• THE PROBLEM
Which lines below contain the word "positive"? Pick them out and copy each one in full.

_ _ _

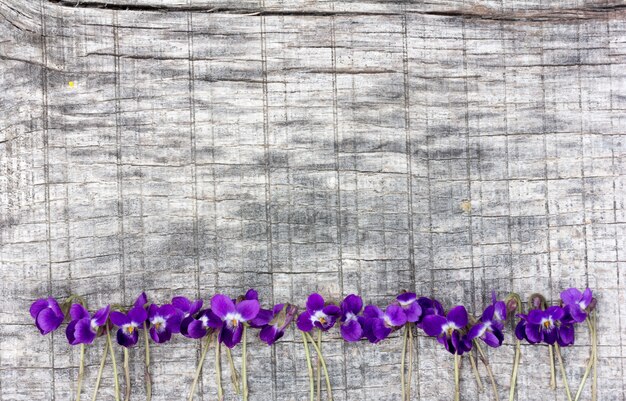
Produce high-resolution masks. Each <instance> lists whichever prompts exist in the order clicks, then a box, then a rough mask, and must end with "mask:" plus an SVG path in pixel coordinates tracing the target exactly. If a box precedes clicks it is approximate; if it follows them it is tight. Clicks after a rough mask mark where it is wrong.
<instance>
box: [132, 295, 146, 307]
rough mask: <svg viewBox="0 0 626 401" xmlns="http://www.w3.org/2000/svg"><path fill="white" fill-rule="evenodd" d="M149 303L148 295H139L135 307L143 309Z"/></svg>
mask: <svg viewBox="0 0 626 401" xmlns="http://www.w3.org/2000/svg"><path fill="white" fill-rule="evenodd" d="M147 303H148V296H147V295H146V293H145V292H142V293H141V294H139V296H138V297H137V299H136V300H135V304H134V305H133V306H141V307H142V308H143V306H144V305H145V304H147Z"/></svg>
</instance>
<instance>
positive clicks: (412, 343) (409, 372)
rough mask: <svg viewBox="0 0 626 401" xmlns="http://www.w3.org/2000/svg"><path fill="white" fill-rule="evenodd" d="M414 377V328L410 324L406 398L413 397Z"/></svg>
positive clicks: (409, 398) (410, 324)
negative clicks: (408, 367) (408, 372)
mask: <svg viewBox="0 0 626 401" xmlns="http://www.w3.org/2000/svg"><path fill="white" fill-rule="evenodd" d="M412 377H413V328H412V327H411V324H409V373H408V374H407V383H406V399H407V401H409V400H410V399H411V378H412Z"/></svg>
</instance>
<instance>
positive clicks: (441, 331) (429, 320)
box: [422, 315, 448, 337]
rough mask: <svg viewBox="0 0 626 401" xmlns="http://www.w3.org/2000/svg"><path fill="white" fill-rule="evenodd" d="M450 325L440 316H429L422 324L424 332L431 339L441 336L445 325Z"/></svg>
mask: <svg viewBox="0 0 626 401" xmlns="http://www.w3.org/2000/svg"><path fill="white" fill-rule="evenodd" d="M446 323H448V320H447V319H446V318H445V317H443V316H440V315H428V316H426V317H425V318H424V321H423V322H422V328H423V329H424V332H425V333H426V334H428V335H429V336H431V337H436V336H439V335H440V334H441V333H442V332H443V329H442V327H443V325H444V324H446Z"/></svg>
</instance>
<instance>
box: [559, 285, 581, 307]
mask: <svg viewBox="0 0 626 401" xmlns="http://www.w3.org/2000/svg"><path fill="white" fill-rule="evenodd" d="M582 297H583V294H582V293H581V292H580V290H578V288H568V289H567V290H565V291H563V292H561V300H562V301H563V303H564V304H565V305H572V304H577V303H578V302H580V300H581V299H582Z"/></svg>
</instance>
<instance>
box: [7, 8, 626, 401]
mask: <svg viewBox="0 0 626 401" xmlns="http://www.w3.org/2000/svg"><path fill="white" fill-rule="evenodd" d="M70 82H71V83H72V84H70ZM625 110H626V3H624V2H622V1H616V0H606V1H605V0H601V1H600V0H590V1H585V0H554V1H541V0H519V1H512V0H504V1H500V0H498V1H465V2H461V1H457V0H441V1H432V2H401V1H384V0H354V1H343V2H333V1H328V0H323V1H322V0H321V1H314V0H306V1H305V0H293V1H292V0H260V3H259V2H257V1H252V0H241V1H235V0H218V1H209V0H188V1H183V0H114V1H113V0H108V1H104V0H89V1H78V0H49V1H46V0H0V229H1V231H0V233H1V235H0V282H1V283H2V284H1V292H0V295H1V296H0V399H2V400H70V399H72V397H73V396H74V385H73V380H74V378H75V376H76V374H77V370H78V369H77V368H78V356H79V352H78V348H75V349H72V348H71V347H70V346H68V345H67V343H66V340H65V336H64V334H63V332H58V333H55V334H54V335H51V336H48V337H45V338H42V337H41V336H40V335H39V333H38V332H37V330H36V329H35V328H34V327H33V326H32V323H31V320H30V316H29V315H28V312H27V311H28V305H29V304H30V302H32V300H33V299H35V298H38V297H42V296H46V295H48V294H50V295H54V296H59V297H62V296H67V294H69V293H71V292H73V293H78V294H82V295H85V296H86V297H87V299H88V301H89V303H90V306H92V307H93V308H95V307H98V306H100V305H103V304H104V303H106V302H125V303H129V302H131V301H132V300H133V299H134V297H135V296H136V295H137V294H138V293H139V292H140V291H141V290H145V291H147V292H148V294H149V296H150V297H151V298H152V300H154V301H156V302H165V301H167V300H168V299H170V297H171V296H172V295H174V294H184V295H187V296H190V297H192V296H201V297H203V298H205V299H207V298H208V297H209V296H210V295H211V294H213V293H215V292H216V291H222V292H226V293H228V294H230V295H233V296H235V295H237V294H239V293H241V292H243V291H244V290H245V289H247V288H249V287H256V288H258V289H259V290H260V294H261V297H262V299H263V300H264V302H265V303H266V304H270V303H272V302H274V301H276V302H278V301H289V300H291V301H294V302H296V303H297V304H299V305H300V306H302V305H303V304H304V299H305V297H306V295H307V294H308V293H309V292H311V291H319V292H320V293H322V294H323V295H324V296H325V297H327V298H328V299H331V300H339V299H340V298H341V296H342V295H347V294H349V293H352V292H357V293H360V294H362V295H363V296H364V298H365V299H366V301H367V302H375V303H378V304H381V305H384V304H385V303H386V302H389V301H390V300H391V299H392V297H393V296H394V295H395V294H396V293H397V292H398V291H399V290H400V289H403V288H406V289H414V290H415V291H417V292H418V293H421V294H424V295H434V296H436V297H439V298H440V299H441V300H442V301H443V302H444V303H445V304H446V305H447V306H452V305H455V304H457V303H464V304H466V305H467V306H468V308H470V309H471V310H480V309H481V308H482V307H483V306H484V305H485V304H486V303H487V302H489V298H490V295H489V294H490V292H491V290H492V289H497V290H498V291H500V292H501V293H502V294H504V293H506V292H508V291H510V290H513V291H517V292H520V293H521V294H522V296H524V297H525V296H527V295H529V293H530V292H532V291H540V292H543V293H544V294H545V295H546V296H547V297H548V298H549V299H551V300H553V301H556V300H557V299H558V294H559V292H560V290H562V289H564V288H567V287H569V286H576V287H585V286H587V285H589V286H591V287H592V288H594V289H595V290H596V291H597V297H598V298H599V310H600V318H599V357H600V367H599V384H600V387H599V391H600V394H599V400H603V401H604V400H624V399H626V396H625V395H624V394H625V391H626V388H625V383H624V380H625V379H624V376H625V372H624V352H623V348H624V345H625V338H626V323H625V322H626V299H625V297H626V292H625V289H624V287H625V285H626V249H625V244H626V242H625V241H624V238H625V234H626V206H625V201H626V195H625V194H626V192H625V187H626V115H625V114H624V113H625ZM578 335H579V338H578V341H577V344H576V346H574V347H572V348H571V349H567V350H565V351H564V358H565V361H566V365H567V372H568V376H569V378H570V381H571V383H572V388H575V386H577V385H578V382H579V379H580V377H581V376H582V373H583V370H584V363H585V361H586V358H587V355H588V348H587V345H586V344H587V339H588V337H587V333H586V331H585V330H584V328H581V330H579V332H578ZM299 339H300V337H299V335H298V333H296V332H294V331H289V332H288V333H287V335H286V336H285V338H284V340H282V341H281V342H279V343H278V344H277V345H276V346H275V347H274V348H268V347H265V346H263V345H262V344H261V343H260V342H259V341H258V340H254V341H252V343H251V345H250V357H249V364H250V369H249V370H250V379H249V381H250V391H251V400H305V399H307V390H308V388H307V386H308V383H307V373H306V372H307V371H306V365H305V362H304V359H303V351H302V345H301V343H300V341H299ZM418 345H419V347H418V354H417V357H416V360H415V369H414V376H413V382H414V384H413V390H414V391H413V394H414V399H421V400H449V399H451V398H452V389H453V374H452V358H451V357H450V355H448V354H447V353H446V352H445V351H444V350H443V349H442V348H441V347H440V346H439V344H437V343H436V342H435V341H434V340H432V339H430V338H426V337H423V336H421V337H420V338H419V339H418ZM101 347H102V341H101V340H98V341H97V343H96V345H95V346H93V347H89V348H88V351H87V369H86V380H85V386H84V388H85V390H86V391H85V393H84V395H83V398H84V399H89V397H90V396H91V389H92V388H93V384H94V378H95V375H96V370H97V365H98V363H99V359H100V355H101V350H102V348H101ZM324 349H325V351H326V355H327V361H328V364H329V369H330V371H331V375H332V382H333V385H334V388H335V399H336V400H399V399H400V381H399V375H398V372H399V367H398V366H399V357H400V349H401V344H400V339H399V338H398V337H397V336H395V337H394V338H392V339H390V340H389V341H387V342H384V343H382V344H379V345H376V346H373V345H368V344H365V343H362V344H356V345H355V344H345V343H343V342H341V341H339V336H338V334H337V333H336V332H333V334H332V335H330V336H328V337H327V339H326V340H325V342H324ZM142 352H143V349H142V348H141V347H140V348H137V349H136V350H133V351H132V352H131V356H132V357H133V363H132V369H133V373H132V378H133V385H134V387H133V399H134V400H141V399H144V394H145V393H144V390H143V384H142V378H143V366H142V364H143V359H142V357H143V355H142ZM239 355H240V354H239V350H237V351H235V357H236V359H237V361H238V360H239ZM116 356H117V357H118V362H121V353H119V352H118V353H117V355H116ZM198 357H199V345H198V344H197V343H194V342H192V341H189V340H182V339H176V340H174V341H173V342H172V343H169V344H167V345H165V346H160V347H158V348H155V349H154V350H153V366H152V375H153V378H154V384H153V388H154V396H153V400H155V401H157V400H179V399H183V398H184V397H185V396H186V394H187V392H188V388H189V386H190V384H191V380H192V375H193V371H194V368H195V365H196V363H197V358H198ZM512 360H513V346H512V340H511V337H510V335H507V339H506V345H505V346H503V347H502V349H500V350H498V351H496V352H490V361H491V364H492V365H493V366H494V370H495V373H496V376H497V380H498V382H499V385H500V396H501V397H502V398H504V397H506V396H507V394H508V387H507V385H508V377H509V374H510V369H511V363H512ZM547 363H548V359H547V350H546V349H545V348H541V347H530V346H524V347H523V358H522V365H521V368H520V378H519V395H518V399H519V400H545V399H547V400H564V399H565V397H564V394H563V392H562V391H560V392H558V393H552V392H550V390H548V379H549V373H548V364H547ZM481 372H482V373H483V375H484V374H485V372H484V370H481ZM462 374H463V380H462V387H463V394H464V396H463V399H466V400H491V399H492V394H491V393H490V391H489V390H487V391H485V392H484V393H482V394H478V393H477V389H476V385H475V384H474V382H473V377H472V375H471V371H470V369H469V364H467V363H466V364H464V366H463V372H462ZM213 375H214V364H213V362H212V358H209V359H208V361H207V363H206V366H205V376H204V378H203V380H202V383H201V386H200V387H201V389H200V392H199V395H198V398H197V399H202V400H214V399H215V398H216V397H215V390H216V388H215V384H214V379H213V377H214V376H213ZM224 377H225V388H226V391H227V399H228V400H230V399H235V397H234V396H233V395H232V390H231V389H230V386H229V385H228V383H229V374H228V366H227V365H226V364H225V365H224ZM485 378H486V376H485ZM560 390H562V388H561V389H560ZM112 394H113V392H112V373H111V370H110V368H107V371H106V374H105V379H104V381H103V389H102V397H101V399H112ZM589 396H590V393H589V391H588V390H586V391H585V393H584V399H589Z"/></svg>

_ _ _

• EXERCISE RESPONSE
positive clicks: (412, 343) (409, 372)
positive clicks: (409, 398) (410, 324)
positive clicks: (441, 331) (429, 320)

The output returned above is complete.